■ **WRITTEN TASK**:
Render the data below as a Markdown table with two columns, Index and Text. Give each nonblank line its own numbered row.

## Begin DATASET RECORDS

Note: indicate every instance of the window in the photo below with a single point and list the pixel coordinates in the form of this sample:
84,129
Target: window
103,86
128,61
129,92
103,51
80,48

## End DATASET RECORDS

■ **RESPONSE**:
| Index | Text |
|---|---|
| 1 | Note: indicate every instance of the window in the photo below with a single point and list the pixel coordinates in the form of this sample: |
| 2 | 84,129 |
| 3 | Target: window |
| 4 | 103,86 |
| 5 | 128,61 |
| 6 | 129,92 |
| 7 | 103,51 |
| 8 | 80,48 |